Text segment:
In the fourth installment of The Jew-Date Diaries, “Julia” gets some advice from her ima.
Flopped on my bed in my Brooklyn, New York apartment on Valentine’s Day eve I reached out to Jdate again.
This time I immersed myself fully in those tempting Jewish dating waters, paying the $39.95 monthly fee with the hope that this time I’d find my dream man. I imagined him tall, dark and handsome, with my name engraved on his chest so that when we’d meet our belly buttons would light up and we’d connect like magnets, never to be released. I didn’t say that on my profile, of course, because it would scare off all the magnets.
I had been browsing the site, emailing and gold starring men I found interesting when my mother called me up. Her friend Marlene, a gorgeous divorcé, was looking for a husband and had asked my mom if she knew any eligible men. My mom had recommended Jdate and now wanted me to walk her through it, step by step, over the phone. So we scanned the merchandise – together.

Stated goal A:
Copy the diary entry word for word, starting at "I had been browsing" and ending at "merchandise – together.".
Stated goal B:
According to the diary entry, what monthly fee did the writer pay for Jdate?
The material after this point comes from a separate source.

Data lines:
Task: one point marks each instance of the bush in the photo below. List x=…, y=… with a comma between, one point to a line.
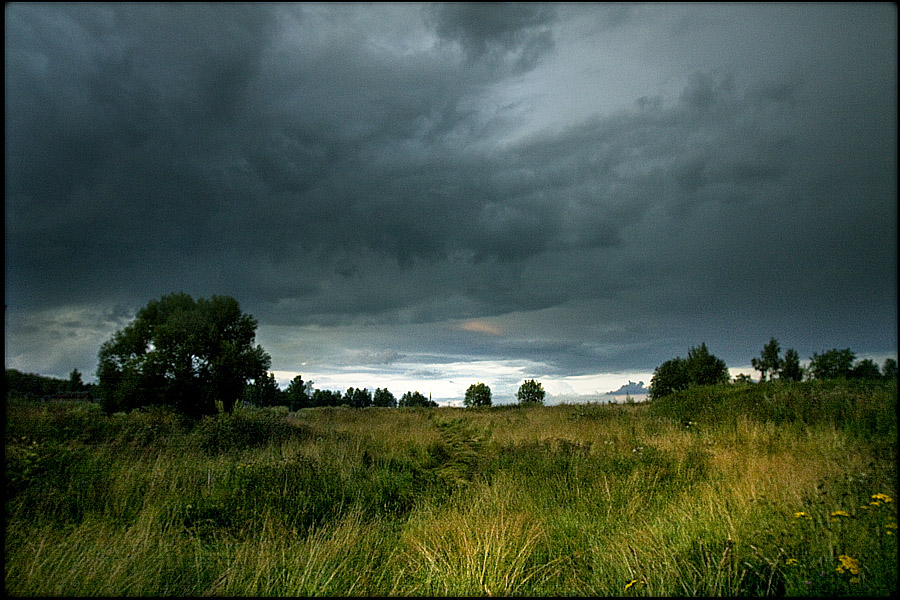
x=247, y=428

Written reply A:
I had been browsing the site, emailing and gold starring men I found interesting when my mother called me up. Her friend Marlene, a gorgeous divorcé, was looking for a husband and had asked my mom if she knew any eligible men. My mom had recommended Jdate and now wanted me to walk her through it, step by step, over the phone. So we scanned the merchandise – together.

Written reply B:
$39.95